- REQUIREMENTS:
Filter the records below, keeping only the lines that contain the string "bark". Copy each such line in full.

A run of records
====
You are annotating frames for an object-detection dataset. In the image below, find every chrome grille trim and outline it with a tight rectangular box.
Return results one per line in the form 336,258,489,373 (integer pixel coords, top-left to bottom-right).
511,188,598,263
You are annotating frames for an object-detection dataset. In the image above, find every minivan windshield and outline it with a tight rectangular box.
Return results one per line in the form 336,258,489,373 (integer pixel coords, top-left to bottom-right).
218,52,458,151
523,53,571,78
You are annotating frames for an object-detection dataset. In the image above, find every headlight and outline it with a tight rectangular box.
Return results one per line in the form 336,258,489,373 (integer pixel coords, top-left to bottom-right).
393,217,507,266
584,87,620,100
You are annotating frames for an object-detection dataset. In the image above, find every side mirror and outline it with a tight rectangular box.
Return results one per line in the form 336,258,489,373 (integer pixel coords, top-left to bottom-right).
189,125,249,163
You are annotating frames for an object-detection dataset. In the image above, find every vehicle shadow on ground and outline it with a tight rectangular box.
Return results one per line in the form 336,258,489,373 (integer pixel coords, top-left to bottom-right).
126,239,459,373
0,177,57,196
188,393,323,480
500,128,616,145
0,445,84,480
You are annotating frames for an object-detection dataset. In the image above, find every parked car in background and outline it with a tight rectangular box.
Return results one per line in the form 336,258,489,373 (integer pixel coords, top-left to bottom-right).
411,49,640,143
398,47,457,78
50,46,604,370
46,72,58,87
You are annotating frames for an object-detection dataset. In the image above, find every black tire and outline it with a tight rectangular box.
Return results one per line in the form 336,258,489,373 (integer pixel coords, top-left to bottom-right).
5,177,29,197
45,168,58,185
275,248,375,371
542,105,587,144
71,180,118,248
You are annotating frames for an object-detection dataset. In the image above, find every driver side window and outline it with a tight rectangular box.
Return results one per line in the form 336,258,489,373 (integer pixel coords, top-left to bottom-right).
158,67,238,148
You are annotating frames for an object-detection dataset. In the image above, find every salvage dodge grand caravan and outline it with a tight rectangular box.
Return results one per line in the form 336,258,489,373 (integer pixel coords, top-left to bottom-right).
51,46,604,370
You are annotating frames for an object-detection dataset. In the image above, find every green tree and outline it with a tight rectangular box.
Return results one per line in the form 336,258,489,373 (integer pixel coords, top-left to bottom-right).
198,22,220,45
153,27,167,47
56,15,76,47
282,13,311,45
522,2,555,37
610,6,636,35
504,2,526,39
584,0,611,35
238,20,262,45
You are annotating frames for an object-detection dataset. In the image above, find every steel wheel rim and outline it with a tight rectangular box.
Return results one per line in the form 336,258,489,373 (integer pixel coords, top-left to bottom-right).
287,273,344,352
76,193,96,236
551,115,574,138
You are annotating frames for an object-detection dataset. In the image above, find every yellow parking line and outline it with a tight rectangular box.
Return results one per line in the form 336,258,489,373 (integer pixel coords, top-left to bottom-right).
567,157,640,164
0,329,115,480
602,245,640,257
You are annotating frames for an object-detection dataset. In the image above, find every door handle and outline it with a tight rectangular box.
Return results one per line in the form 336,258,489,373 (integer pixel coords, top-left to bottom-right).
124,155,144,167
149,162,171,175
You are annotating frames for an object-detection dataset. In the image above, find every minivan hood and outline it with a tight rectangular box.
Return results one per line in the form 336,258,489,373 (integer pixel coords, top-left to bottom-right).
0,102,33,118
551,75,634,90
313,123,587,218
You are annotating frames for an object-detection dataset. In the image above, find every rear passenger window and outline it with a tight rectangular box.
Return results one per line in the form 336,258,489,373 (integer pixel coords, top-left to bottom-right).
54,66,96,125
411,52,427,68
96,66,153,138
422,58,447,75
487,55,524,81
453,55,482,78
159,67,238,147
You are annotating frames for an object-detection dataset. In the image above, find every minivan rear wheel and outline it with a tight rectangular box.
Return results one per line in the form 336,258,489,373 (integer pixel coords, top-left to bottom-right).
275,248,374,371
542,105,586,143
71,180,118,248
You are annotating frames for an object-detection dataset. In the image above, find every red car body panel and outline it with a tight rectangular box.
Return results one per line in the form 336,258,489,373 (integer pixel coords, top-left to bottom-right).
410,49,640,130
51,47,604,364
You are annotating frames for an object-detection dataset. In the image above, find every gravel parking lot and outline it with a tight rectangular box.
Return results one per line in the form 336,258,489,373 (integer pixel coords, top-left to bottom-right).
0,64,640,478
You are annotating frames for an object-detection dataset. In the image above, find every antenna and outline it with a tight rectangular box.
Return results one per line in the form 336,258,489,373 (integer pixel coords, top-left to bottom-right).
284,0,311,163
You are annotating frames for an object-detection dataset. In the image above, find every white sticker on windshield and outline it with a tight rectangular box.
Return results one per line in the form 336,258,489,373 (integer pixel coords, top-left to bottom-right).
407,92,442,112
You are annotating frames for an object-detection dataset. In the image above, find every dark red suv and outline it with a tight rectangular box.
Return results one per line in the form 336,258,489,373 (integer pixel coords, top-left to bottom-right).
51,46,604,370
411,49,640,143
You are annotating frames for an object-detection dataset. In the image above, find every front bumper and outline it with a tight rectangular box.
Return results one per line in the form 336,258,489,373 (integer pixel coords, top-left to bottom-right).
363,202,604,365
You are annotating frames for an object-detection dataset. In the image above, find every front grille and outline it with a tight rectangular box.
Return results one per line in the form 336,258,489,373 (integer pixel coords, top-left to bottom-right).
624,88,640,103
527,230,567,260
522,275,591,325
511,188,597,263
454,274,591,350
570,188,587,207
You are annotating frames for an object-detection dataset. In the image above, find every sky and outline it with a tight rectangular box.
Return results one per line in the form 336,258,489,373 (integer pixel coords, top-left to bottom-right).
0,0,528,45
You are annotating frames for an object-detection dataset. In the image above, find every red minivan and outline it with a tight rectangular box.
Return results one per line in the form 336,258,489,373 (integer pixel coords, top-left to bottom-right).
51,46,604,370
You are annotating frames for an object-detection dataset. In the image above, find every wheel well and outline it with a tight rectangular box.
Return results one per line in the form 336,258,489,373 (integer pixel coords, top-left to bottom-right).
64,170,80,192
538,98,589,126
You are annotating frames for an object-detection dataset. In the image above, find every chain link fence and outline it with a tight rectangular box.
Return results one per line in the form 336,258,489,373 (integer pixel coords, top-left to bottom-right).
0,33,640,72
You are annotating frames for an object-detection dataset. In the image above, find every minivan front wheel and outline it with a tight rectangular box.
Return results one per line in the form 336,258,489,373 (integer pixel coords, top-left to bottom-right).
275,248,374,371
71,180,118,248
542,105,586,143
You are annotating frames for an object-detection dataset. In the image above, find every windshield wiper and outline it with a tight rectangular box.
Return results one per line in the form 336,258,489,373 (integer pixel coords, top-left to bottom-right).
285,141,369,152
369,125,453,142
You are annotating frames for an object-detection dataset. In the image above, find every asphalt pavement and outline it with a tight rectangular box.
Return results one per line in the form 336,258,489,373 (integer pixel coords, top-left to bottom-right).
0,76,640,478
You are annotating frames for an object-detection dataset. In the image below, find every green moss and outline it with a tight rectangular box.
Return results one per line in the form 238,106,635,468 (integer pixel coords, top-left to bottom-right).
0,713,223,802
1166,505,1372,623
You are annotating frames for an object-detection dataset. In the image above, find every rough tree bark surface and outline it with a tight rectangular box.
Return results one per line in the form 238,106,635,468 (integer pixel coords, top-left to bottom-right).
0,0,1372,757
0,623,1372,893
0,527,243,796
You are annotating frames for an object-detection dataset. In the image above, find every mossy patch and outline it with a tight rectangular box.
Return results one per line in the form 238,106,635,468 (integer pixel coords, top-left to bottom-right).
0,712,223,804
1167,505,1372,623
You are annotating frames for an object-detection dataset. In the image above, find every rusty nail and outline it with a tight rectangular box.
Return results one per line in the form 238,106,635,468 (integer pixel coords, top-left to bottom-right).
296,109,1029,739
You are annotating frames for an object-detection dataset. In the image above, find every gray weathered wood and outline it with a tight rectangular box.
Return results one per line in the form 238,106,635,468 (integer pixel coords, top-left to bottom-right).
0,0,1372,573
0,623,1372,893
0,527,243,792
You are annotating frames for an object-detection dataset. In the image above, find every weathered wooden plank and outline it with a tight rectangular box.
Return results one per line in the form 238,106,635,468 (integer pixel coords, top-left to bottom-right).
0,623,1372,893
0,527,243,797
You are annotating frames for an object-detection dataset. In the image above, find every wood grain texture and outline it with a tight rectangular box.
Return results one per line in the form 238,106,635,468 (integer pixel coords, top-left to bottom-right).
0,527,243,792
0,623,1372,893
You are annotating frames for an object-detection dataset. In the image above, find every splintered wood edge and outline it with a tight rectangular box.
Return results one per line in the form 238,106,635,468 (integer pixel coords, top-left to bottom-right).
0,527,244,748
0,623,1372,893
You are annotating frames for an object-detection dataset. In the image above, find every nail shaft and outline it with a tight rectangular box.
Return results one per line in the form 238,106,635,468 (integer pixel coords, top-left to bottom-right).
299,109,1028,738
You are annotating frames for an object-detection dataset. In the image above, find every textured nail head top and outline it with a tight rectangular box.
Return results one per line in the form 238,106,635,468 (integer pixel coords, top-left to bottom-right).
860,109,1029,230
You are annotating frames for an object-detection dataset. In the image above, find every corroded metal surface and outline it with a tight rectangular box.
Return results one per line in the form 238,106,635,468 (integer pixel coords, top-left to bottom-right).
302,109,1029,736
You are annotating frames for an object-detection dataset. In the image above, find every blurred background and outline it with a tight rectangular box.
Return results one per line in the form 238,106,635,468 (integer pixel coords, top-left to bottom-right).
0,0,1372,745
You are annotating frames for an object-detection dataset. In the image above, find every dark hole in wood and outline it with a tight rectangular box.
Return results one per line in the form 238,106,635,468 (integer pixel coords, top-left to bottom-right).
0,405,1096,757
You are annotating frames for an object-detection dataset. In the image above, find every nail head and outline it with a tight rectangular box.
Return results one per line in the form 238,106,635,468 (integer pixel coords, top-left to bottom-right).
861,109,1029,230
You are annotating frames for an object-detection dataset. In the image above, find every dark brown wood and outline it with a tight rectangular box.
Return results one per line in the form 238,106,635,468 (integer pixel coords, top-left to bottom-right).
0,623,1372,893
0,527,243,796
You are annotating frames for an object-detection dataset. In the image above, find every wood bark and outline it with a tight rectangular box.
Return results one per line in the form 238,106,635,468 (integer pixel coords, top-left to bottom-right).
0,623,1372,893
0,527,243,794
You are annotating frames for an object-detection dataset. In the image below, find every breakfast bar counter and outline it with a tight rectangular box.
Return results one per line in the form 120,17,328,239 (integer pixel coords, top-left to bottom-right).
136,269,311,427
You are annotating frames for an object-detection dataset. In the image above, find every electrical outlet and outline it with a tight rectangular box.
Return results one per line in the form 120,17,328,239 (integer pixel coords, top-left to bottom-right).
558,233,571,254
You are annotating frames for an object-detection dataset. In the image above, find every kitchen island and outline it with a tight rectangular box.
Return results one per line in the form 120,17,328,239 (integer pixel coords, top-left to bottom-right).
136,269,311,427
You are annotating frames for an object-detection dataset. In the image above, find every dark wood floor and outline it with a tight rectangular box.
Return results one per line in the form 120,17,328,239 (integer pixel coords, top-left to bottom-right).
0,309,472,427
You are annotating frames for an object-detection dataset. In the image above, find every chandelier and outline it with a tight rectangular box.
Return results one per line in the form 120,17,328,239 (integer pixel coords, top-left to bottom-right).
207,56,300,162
====
- EXPECTED OUTPUT:
You are annotating frames for an object-detection dataset. In the image above, find every rough tree bark surface and outline it with a tight rectangular box.
You are annotating frames for an object-detection dataset. In the image above, find every wood bark and outline it with a tight rectangular box.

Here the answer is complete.